> **Page text**:

>>>>>

In [None]:
"""
The training dataset contains 30755 unique users who contribute to the entire training data of 
song listens. And the test set has 25131 unique users who contribute to the entiriety of the test set.

This goes on to show the importance of user bias in this model. To predict if a known user would listen to 
a song again, we cant ignore the other songs he/she has liked and re-listened before and would need to 
factor that in as well.

This makes the problem a good fit for a latent factor model where we take user and product bias into account,
to make a decision.


However, lets first start with a simpler model by removing the msno(user id) column. This way, we would be
predicting if a song is trendy and is good for a relisten by any user, not just the user in question. 
Since the user bias would not be taken into account, we would just predict if a song is probable for a 
relisten.

"""

In [204]:
%matplotlib inline
import numpy as np
import pandas as pd
import xgboost as xgb
from sklearn.model_selection import train_test_split

In [205]:
def read_data(file_path):
    return pd.read_csv(file_path)

In [206]:
def get_merged_df_with_user_song_info(df, user_data_df, song_data_df, song_aux_data_df):
    """
    Join all the dataframes(on matching columns) to form a single merged dataframe with all the user and song 
    information
    """
    agg_user_df = pd.merge(left=df, right=user_data_df, how='left')
    
    agg_user_song_df = pd.merge(left=agg_user_df, right=song_data_df, how='left')

<<<<<

> **Written tasks**:
[1] From the notebook, write out the stretch from "The training dataset" through "the test set.".
[2] Answer these questions from the notebook:
(a) How many unique users does the training dataset contain?
(b) Which column does the simpler model remove?
(c) Which library is imported under the name xgb?

> **Information provided**:
>>>>>

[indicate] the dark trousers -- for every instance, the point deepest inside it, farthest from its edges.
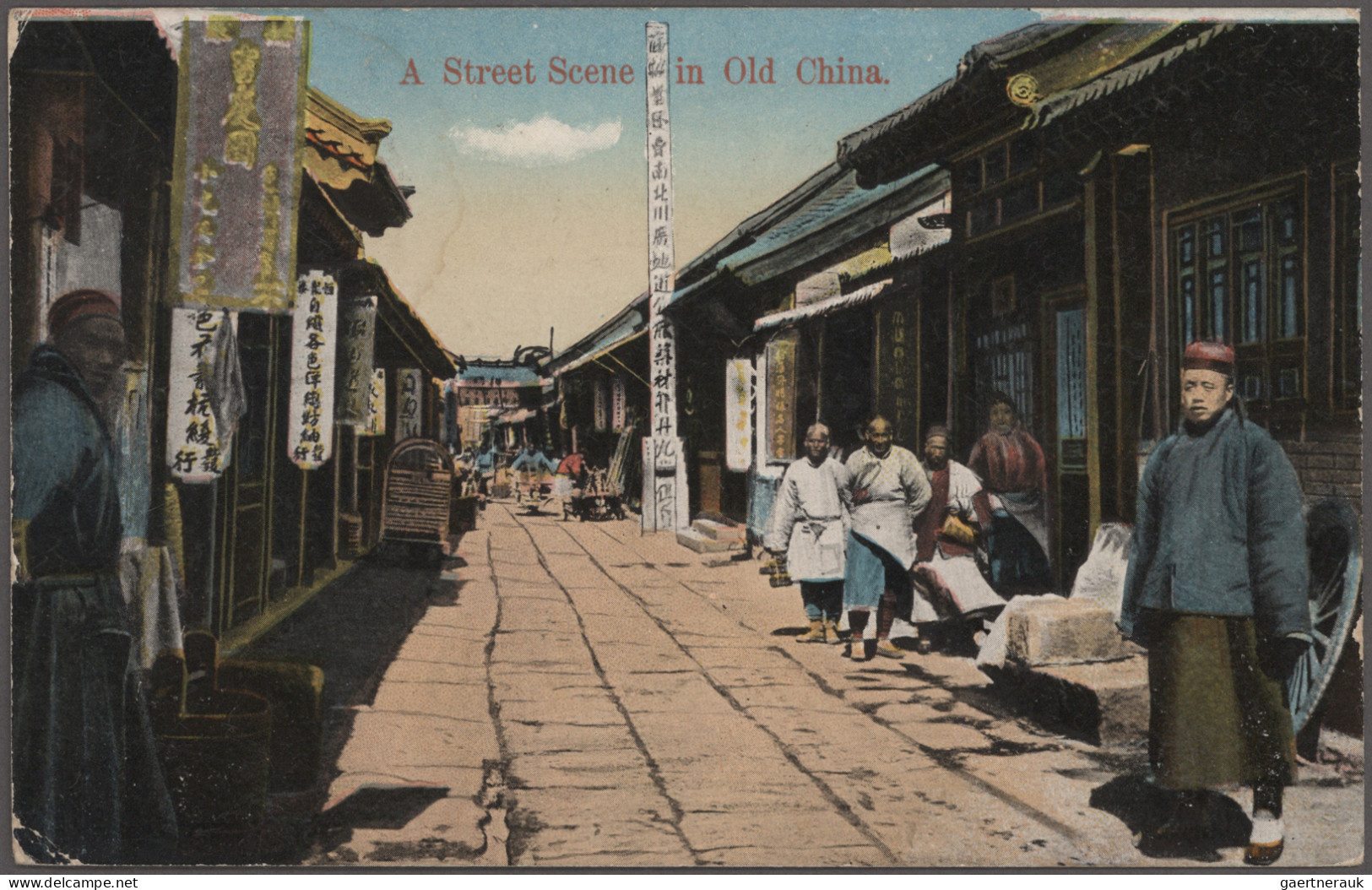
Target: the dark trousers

<<<<<

> **Solved tasks**:
[1]
The training dataset contains 30755 unique users who contribute to the entire training data of 
song listens. And the test set has 25131 unique users who contribute to the entiriety of the test set.

[2]
(a) 30755
(b) The msno (user id) column
(c) xgboost